Retype the rows from the very start through the line containing "positive clicks: (455, 265) (158, 363)", both ends included, with no changes.

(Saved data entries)
--- START ---

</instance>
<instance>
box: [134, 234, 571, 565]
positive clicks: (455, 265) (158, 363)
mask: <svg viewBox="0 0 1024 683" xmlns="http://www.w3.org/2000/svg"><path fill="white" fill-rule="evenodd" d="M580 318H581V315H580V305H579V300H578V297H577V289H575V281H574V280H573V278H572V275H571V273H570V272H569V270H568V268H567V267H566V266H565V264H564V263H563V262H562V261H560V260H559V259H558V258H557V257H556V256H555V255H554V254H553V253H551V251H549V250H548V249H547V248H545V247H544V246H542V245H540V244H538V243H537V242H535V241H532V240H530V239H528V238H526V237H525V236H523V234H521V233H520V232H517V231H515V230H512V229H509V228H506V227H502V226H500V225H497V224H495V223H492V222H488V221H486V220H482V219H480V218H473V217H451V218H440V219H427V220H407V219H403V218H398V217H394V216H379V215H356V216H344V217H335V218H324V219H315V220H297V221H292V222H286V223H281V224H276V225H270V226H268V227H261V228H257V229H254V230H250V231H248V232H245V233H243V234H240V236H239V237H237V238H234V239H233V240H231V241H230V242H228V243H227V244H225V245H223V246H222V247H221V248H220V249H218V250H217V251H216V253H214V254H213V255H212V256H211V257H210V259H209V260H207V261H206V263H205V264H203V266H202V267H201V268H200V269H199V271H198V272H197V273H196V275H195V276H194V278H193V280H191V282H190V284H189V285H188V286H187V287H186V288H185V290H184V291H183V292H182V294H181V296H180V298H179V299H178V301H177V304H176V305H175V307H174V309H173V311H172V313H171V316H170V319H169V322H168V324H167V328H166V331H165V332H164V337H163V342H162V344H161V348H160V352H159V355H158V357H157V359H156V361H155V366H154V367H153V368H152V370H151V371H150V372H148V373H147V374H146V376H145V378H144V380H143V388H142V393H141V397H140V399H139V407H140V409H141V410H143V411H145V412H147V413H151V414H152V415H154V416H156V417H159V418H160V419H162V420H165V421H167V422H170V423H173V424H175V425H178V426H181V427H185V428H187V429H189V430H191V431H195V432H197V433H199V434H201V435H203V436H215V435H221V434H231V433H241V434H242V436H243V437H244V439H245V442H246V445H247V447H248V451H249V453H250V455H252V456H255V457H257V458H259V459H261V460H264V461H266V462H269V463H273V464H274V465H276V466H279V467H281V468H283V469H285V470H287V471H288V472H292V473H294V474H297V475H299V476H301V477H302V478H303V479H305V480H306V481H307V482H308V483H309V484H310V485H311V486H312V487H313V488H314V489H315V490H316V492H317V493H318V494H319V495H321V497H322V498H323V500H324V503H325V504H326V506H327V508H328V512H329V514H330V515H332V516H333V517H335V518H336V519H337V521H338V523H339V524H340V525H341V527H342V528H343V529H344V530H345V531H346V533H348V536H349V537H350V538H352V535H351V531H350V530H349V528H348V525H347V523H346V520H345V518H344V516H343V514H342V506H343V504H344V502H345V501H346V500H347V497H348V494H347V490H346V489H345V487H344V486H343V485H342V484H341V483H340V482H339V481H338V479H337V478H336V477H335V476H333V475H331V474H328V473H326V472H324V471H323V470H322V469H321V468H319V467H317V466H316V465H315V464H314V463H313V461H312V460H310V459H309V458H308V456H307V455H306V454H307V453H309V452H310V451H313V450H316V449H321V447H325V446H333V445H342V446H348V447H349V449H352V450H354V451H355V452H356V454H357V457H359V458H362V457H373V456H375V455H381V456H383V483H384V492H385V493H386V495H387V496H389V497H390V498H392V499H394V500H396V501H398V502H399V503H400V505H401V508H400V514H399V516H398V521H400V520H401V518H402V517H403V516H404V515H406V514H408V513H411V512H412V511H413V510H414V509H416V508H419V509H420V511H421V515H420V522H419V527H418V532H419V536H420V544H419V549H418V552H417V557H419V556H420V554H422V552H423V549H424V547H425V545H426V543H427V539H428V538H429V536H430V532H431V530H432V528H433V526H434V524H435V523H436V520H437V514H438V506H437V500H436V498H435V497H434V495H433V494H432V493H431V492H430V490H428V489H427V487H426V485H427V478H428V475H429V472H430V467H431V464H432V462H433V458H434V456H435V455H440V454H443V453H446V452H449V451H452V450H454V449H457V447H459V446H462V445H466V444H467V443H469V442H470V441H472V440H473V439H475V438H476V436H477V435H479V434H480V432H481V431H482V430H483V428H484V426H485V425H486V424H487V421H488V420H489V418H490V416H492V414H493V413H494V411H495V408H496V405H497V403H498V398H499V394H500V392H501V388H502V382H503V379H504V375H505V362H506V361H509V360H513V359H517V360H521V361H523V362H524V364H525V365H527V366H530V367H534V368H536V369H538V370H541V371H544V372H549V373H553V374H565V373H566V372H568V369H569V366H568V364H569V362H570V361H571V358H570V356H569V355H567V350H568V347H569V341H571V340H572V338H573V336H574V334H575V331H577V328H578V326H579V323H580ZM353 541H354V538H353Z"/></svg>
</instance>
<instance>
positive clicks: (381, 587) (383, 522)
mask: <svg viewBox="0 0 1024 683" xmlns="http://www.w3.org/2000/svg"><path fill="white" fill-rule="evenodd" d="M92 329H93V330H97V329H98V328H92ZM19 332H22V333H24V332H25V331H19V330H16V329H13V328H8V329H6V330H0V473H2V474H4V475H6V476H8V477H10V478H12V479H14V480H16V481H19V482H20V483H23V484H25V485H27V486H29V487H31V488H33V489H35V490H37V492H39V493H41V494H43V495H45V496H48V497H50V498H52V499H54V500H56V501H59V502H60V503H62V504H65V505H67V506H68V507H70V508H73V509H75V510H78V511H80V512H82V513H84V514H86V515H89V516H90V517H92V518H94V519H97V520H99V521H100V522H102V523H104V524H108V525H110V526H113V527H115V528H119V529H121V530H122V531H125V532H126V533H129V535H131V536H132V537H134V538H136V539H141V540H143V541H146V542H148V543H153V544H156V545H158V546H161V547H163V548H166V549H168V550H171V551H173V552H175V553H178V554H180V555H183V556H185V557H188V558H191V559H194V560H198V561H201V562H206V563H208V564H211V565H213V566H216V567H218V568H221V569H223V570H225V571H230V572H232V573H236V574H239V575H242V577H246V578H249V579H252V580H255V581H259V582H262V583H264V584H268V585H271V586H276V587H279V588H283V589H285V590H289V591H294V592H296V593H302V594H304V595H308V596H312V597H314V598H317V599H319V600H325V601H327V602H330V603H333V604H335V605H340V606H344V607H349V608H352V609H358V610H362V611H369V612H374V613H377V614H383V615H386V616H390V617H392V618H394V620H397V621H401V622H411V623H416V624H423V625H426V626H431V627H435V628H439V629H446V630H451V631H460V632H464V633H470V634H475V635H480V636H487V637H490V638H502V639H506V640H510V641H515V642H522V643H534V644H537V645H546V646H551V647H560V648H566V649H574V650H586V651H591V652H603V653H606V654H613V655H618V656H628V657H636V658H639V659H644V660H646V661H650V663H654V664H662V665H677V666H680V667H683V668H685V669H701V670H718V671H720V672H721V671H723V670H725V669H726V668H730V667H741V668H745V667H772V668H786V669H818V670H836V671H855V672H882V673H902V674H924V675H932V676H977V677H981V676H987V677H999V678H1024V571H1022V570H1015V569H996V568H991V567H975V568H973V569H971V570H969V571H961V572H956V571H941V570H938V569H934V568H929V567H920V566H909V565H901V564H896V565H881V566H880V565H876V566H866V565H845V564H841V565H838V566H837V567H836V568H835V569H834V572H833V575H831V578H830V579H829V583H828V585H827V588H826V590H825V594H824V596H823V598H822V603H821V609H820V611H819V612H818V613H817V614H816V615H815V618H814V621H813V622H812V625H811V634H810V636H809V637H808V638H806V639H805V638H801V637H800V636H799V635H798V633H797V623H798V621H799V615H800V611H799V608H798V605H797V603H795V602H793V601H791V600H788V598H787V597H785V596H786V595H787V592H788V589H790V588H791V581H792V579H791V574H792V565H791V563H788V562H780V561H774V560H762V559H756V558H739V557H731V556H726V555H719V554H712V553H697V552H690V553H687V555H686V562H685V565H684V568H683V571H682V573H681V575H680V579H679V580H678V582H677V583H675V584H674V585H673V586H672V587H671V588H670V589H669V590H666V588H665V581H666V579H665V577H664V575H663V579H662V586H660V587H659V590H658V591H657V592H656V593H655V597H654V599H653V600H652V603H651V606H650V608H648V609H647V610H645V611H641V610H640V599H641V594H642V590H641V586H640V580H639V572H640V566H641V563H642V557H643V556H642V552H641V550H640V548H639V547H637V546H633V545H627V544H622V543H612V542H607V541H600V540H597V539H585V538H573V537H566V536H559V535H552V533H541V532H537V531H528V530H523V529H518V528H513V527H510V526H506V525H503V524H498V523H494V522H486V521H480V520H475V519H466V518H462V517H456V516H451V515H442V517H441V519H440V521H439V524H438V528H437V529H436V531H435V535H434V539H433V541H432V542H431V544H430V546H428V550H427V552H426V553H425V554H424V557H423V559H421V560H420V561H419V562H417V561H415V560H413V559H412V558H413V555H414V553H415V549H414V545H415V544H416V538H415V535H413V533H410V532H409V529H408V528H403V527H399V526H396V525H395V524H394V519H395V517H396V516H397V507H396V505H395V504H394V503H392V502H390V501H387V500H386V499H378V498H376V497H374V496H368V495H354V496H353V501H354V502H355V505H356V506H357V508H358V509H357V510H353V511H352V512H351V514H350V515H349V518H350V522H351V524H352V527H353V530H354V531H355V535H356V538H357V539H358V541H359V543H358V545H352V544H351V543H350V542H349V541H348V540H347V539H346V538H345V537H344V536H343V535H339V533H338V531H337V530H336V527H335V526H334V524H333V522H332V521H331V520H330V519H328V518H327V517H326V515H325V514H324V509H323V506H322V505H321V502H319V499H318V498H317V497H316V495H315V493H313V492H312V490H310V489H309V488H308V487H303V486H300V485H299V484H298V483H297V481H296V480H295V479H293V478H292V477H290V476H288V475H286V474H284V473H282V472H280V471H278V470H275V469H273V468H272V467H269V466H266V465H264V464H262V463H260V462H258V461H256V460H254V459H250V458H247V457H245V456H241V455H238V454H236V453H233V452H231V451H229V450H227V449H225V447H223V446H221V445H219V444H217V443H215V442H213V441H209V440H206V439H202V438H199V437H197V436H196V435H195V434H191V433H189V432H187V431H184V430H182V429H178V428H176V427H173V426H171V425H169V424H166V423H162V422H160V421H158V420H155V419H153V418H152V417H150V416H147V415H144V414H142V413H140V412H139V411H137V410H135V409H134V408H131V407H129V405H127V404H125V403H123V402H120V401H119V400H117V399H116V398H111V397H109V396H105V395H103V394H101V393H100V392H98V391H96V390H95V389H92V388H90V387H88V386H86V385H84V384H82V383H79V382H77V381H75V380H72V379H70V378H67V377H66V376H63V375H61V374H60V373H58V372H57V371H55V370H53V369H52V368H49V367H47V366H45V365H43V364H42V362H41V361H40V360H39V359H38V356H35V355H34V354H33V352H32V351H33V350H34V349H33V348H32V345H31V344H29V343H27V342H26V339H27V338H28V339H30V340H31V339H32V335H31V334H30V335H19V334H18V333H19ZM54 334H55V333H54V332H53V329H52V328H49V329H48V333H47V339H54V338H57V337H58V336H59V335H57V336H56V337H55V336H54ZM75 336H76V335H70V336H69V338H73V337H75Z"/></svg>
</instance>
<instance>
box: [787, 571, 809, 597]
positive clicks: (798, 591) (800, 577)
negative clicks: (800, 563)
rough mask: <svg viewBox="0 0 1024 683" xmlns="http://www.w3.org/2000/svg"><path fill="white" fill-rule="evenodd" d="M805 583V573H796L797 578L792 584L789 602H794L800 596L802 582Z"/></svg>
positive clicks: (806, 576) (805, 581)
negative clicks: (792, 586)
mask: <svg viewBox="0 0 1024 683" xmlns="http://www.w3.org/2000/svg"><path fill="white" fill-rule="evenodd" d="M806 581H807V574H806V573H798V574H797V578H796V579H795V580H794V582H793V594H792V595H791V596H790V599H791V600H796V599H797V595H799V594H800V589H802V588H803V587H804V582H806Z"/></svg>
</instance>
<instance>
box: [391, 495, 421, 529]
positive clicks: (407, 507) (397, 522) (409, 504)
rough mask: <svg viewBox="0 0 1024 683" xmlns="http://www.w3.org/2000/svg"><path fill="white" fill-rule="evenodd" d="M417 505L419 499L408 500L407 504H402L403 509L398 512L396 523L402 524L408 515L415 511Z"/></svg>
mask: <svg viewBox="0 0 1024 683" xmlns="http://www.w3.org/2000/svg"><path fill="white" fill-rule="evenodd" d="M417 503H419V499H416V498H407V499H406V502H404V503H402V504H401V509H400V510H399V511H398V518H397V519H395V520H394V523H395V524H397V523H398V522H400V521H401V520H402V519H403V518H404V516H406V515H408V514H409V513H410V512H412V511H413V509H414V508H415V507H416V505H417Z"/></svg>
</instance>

--- END ---

Finished task:
</instance>
<instance>
box: [134, 234, 571, 565]
positive clicks: (455, 265) (158, 363)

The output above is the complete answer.